The race for the Thomas Trophy was run over a double triangle on the broad Niagara River, starting and finishing in front of the Motor Boat Club. The total of the six sides of the two triangles was five miles and the race was seven times around, 35 miles in all. There were four 90-degree turns to each round and it was but a fraction more than a mile from the starting line to the first turn. With the big, fast field this threatened disaster at the first turn, but Davy Jones was off the job and luck prevailed.
The race was open to boats flying the burgee of any club along the Great Lakes and the waters tributary thereto. The length was restricted to not less than 30 nor more than 40 feet. It was under this ruling that Elbridge-Secret, L. J. Seely’s 28-footer representing the Rochester Yacht Club, was barred.
The race had been ably press-agented and while only a chosen few could get on the little island which is the home of the Motor Boat Club, at least 10,000 of the public massed on the shore of the mainland to see the distant foam spots scoot around the course. It is safe to say that never before had so many boats, ranging from dinghies to steam yachts, clustered around a race course on the Niagara.
The real sensation of the race, one far greater than the winning of Dixie, was the fight to crowd Dixie out of first place put up by Cero II, Robert Deming’s steam-powered 32-footer from Cleveland. She gave Dixie a long, game stern chase that crossed the gap between the two in a way that was wonderful. Cero forced Dixie to run the fourth round in 8 minutes and 28 seconds, at the rate of 35.64 miles an hour. But Cero herself covered that round in 8 minutes and 7 seconds, 21 seconds faster than Dixie and at the rate of 37.11 miles an hour. Then, at the twenty-third mile, Cero broke down.
It is to be guessed that Deming, knowing something of the speed of his boat, had laid a well-calculated plan to beat the Dixie. He did not crowd Cero for the first five miles. At the end of the first five miles he was 1 minute and 13 seconds behind Dixie and fourth in the race. At the end of ten miles Cero had cut down this lead only one second. Evidently she was still saving steam. In the third round Cero began to open up, and when the boats finished 15 miles, Cero was second in the race and had cut down Dixie’s lead to 55 seconds. In the fourth round Cero ran the five miles at the record-breaking rate of 37.11 miles an hour, doing the distance in 8 minutes and 7 seconds, which was 21 seconds faster than Dixie could make the same five miles. Cero crossd the line at the end of 20 miles but 34 seconds astern of Dixie. The crowd held fast to its breath and strained its eyeballs.
On the back stretch of the fifth round Cero was still gaining. Then she slowed. The main steam line had started to leak under the forced pressure of her highest speed. The crew went into the scalding steam with emergency collars and clamps to effect temporary repairs, and Cero picked up speed, lifted her nose, gave her shrill whistle as before and was off again after Dixie with a loss of less than a minute. Two miles further Cero’s weakened steam pipe split its brass for a gap of ten inches. The little Cleveland fighter was out of it. Dixie was safe.

__To do__
a: Decide whether each statement agrees with the Thomas Trophy race account, answering yes or no and quoting the words that settle it: (i) The race covered 35 miles in total. (ii) Elbridge-Secret was barred for being too long. (iii) Cero was running second once the boats had finished 15 miles.
b: Name every boat that the Thomas Trophy race account mentions by name.

(Dataset records)
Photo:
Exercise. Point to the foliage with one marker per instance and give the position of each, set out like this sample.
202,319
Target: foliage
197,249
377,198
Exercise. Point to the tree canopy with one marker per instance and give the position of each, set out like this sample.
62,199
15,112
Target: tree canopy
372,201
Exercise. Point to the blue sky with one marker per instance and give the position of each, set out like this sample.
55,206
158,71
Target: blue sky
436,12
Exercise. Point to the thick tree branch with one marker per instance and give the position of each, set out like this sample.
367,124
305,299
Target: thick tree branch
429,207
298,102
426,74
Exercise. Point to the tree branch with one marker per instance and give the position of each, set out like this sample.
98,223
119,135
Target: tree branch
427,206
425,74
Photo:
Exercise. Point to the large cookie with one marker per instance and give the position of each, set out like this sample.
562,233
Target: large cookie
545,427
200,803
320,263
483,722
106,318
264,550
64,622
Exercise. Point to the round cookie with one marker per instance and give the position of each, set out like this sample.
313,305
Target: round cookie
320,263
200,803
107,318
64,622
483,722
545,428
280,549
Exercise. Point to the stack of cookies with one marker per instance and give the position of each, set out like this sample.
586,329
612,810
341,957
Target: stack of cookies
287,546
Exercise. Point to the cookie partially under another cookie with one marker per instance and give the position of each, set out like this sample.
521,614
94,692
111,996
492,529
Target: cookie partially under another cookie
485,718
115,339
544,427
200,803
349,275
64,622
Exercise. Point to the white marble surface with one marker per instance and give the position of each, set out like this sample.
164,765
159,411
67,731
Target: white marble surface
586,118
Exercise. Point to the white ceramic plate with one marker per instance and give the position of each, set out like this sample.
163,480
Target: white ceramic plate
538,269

__Solution set__
a:
(i) Yes: "the race was seven times around, 35 miles in all"
(ii) No: "The length was restricted to not less than 30 nor more than 40 feet" and "Elbridge-Secret, L. J. Seely’s 28-footer"
(iii) Yes: "when the boats finished 15 miles, Cero was second in the race"

b: Dixie, Elbridge-Secret, Cero II